TEXTO FORNECIDO.
----

Por
Eduardo Costa
Ser escolhido em primeiro lugar no recrutamento. Ser o primeiro europeu
a atingir essa posição tão alta. Ir para o Toronto Maple Leafs em troca
de Wendell Clark, na época o mais querido jogador da franquia. Passar
a ostentar a posição de capitão dos Maple Leafs, uma das seis equipes
originais, após a saída de Doug Gilmour em 1997, outro jogador histórico
do clube. Também o primeiro europeu a ser capitão na história da franquia....
Mats Sundin passou por tudo isso. Muitas vezes se falou que faltava
fibra, ou que não tinha os requisitos básicos de um líder, principalmente
após as eliminações em pos-temporada. "Desmotivado", "preguiçoso"...
É difícil acreditar que esses já foram os adjetivos usados em
Ontário para descrever o hoje indiscutível Sundin. A imprensa de Toronto,
como já foi escrito em inúmeras matérias aqui na The Slot BR, sabe ser
cruel e a cada dia que se distancia da última conquista da equipe a
pressão aumenta mais e mais.
Não era muito comum jogadores saírem do velho continente para acompanhar
o recrutamento pessoalmente, mas como existia a possibilidade de ele
ser o primeiro escolhido em Minneapolis (local do recrutamento), Sundin
arrumou as malas e partiu rumo aos Estados Unidos. Mais quatro jogadores
tinham reais possibilidades de alcançar o topo, mas foi mesmo Sundin
o primeiro nome ouvido através do sistema de som da arena naquele dia.
O Quebec Nordiques foi o time que quebrou a histórica tradição.
Coincidência ou não, a partir daquele ano o contingente de jogadores
europeus selecionados disparou. Os 38 europeus selecionados no recrutamento
de 1989 correspondeu a 15,1% do total de jogadores escolhidos. No ano
seguinte foram 53 (21,2%), até atingir a marca de 141 jogadores europeus
em 2000 (48,1% dos selecionados).
Já em sua primeira partida na liga (4 de outubro de 1990), Mats marcou
seu primeiro gol. Terminou a temporada entre os melhores novatos. No
ano seguinte melhorou seus números e na temporada 1992-93 começou a
causar impacto. Marcou ao menos um ponto em cada uma das primeiras 30
partidas dos Nordiques e terminou a temporada com 114 pontos, ajudando
sua equipe a chegar aos playoffs pela primeira vez em seis anos.

----

DADOS DISPONÍVEIS.
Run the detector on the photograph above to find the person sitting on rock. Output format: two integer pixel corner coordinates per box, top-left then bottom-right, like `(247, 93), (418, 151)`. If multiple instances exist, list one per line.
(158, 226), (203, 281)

----

EXERCÍCIOS.
(1) Reescreva em forma de lista, de modo mais enxuto, o parágrafo do texto sobre Mats Sundin que começa com "Já em sua primeira partida na liga", mantendo os fatos principais.
(2) Cite, tal como aparece no texto sobre Mats Sundin, o trecho que se inicia com as palavras "Coincidência ou não, a" e vai até "(48,1% dos selecionados).".
Os dados não têm relação com o texto sobre Mats Sundin.

GABARITO.
(1)
- Mats Sundin marcou seu primeiro gol já na estreia na liga, em 4 de outubro de 1990.
- Terminou a primeira temporada entre os melhores novatos.
- Melhorou seus números no ano seguinte.
- Na temporada 1992-93, marcou ao menos um ponto em cada uma das primeiras 30 partidas dos Nordiques e terminou com 114 pontos.
- Ajudou a equipe a chegar aos playoffs pela primeira vez em seis anos.

(2)
Coincidência ou não, a partir daquele ano o contingente de jogadores
europeus selecionados disparou. Os 38 europeus selecionados no recrutamento
de 1989 correspondeu a 15,1% do total de jogadores escolhidos. No ano
seguinte foram 53 (21,2%), até atingir a marca de 141 jogadores europeus
em 2000 (48,1% dos selecionados).